WHAT THE TASK ASKS: Repeat the entries exactly as they are written.

(Excerpts from a dataset)
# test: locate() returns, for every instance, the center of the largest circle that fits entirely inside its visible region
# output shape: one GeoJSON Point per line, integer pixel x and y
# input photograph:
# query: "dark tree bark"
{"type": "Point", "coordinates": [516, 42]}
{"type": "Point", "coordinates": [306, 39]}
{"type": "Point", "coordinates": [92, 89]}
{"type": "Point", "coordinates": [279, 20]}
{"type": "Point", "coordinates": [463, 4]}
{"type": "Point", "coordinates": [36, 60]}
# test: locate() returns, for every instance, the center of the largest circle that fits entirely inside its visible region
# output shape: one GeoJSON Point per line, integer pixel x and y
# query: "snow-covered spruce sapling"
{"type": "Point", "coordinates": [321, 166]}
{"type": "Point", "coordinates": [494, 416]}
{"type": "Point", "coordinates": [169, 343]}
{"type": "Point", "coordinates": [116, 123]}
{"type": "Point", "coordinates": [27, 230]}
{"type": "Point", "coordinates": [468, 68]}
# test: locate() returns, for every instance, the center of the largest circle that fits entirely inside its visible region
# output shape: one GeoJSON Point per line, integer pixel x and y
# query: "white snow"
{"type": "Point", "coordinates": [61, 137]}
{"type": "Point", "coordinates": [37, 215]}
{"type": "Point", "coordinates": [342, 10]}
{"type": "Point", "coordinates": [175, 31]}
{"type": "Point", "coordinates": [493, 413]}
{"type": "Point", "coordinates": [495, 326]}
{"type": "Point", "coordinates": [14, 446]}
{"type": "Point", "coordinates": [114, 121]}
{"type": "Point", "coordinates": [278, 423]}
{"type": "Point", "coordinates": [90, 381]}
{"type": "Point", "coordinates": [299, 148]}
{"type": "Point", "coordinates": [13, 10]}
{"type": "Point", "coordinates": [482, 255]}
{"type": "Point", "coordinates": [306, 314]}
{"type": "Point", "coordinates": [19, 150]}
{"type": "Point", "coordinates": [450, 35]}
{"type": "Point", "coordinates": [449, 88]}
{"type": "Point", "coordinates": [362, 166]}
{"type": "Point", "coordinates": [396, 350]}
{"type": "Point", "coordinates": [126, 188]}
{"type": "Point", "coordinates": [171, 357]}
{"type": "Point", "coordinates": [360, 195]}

EXERCISE SOLUTION:
# test: locate() returns, for every instance, the center of the largest circle that fits entirely inside its visible region
# output shape: one GeoJSON Point per line, integer pixel x and y
# input photograph:
# query: "dark tree bark"
{"type": "Point", "coordinates": [516, 42]}
{"type": "Point", "coordinates": [306, 39]}
{"type": "Point", "coordinates": [92, 89]}
{"type": "Point", "coordinates": [279, 20]}
{"type": "Point", "coordinates": [463, 4]}
{"type": "Point", "coordinates": [36, 60]}
# test: locate() returns, for every instance, the center of the largest circle that fits entirely inside its visible region
# output shape: one GeoJSON Point per line, integer pixel x and y
# query: "snow-covered spruce sapling"
{"type": "Point", "coordinates": [321, 166]}
{"type": "Point", "coordinates": [494, 416]}
{"type": "Point", "coordinates": [169, 343]}
{"type": "Point", "coordinates": [116, 123]}
{"type": "Point", "coordinates": [27, 230]}
{"type": "Point", "coordinates": [468, 68]}
# test: locate() returns, for every instance, the center of the largest circle that fits entirely inside its visible region
# output shape: one GeoJSON Point per line, integer pixel x and y
# query: "white snow"
{"type": "Point", "coordinates": [61, 137]}
{"type": "Point", "coordinates": [37, 215]}
{"type": "Point", "coordinates": [342, 10]}
{"type": "Point", "coordinates": [175, 31]}
{"type": "Point", "coordinates": [493, 413]}
{"type": "Point", "coordinates": [495, 326]}
{"type": "Point", "coordinates": [14, 446]}
{"type": "Point", "coordinates": [114, 121]}
{"type": "Point", "coordinates": [278, 423]}
{"type": "Point", "coordinates": [90, 381]}
{"type": "Point", "coordinates": [299, 148]}
{"type": "Point", "coordinates": [13, 10]}
{"type": "Point", "coordinates": [482, 255]}
{"type": "Point", "coordinates": [306, 314]}
{"type": "Point", "coordinates": [19, 150]}
{"type": "Point", "coordinates": [450, 35]}
{"type": "Point", "coordinates": [449, 88]}
{"type": "Point", "coordinates": [362, 166]}
{"type": "Point", "coordinates": [396, 350]}
{"type": "Point", "coordinates": [126, 188]}
{"type": "Point", "coordinates": [171, 357]}
{"type": "Point", "coordinates": [360, 195]}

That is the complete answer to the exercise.